- **WORK TO BE COMPLETED**
Take the records underneath and set them down exactly.
— START DATA ENTRIES —
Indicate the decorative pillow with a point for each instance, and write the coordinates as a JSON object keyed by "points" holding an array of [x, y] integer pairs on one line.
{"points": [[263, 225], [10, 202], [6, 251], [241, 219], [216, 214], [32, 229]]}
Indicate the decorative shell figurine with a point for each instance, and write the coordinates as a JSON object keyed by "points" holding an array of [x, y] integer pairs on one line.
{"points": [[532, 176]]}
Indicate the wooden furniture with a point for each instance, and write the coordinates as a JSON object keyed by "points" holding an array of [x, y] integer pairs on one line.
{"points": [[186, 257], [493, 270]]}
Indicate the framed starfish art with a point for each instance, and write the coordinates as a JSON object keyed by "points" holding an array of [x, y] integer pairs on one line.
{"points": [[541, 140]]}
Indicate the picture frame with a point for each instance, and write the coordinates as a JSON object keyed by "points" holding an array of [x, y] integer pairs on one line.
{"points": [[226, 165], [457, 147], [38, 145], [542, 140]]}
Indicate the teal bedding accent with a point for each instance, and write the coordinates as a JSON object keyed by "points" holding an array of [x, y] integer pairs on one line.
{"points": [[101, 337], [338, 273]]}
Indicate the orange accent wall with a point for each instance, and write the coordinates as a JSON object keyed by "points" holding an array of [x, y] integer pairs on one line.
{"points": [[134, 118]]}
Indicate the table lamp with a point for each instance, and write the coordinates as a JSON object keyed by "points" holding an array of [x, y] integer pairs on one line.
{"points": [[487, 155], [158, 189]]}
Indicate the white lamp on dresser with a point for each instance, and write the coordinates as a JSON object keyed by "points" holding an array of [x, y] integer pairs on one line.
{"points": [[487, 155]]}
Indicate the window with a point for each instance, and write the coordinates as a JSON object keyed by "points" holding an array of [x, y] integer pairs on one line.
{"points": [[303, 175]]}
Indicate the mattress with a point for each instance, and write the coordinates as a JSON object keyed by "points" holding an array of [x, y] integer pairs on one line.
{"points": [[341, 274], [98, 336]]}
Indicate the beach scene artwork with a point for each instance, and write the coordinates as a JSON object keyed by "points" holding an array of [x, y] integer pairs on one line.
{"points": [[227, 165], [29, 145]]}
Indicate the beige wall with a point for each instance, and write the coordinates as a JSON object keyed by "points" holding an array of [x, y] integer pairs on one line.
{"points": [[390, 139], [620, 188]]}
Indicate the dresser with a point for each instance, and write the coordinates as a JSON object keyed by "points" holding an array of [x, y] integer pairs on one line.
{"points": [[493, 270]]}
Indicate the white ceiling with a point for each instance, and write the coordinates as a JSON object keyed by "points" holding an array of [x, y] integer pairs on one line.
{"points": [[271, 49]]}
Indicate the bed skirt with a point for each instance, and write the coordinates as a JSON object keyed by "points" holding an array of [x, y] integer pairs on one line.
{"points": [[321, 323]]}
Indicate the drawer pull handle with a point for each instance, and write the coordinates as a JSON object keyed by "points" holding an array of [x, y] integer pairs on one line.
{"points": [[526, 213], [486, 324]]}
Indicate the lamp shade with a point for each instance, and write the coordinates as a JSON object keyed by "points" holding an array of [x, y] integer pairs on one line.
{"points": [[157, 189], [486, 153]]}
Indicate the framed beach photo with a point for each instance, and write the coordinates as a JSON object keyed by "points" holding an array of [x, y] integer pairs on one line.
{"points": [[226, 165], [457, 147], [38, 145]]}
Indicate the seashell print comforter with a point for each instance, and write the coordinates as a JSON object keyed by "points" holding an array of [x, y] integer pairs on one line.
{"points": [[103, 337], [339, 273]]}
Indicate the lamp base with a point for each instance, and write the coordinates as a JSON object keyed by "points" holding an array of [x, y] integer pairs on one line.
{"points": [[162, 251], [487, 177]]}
— END DATA ENTRIES —
- **TASK RESULT**
Indicate the decorative pillow with a point for each instance, and write the coordinates as a JSON object keyed by "points" holding an array of [x, y] integer pairs on one line.
{"points": [[263, 225], [10, 202], [6, 251], [241, 219], [216, 214], [32, 229]]}
Indicate the decorative shell figurine with a point for each instance, and write the coordinates as a JSON object keyed by "points" holding an array of [x, y] integer pairs on one line.
{"points": [[532, 176]]}
Indicate the wooden furniture with a point for each instance, and write the coordinates as a JSON object keyed by "points" holding an array of [x, y] integer pairs on one line.
{"points": [[186, 257], [493, 270]]}
Indicate the framed starfish art with a point for each instance, and write the coordinates as a JSON object keyed by "points" holding an array of [x, y] integer pairs on one line.
{"points": [[541, 140]]}
Indicate the picture frame with a point for each instance, and write the coordinates as a JSON object keyed by "points" holding an array of [x, y] integer pairs on one line.
{"points": [[226, 165], [457, 147], [38, 145], [542, 140]]}
Indicate the teal bedding accent with a point for each instance, and write the coordinates as a JSON object keyed by "points" holding an array of [x, y] integer pairs on one line.
{"points": [[101, 337], [338, 273]]}
Indicate the orange accent wall with a point for each instance, and write the coordinates as a JSON object keyed by "points" holding an array of [x, y] integer pairs on one line.
{"points": [[134, 118]]}
Indicate the table lamp with a point for each instance, and write the coordinates as a JSON object keyed by "points" holding an array of [x, y] integer pairs on one line.
{"points": [[487, 155], [158, 189]]}
Indicate the white lamp on dresser with a point for each instance, and write the coordinates as a JSON object keyed by "points" holding an array of [x, y] integer pairs on one line.
{"points": [[487, 155]]}
Indicate the window with a point for each instance, and write the coordinates as a JSON object keyed by "points" holding an array of [x, y] integer pairs on one line.
{"points": [[303, 175]]}
Indicate the mattress with a point for each instance, and write the coordinates as a JSON object keyed by "points" holding an array of [x, y] integer pairs on one line.
{"points": [[341, 274], [98, 336]]}
Indicate the beach scene artwork with a point for each instance, and write the coordinates as a JSON object keyed by "points" holding an array of [x, y] integer pairs on one line.
{"points": [[227, 165], [29, 145]]}
Indicate the beige wall with a point for each instance, and write the coordinates as a JSON object keyed by "points" holding an array of [x, y] integer pairs on one line.
{"points": [[390, 139], [620, 188]]}
Indicate the dresser with a point for each instance, and write the coordinates as a JSON object keyed by "points" holding an array of [x, y] integer pairs on one line.
{"points": [[493, 270]]}
Indicate the white ceiling with a point for each instance, and write the coordinates as a JSON object keyed by "points" holding an array of [x, y] integer pairs on one line.
{"points": [[271, 49]]}
Indicate the bed skirt with a point for each instance, and write the coordinates as a JSON object keyed by "points" holding an array of [x, y] integer pairs on one line.
{"points": [[321, 323]]}
Indicate the drawer pull handle with a point for each instance, and write the coordinates as a JSON object keyed by "points" holding an array of [x, y] integer pairs on one line.
{"points": [[526, 213], [486, 324]]}
Indicate the lamp shade with a point for each instance, and write the coordinates as a JSON object keyed by "points" holding an array of [x, y] integer pairs on one line.
{"points": [[157, 189], [486, 153]]}
Indicate the framed beach photo with a point for each instance, and write the coordinates as a JSON object keyed by "points" holding an array of [x, y] integer pairs on one line.
{"points": [[226, 165], [457, 147], [38, 145]]}
Indicate the seashell print comforter with a point for each instance, and write the coordinates as a JSON object keyed by "points" holding an array of [x, y] integer pairs on one line.
{"points": [[103, 337], [339, 273]]}
Indicate the lamp base with a point for each instance, and write the coordinates as a JSON object keyed by "points" holding an array of [x, y] integer pairs on one line.
{"points": [[162, 251], [487, 177]]}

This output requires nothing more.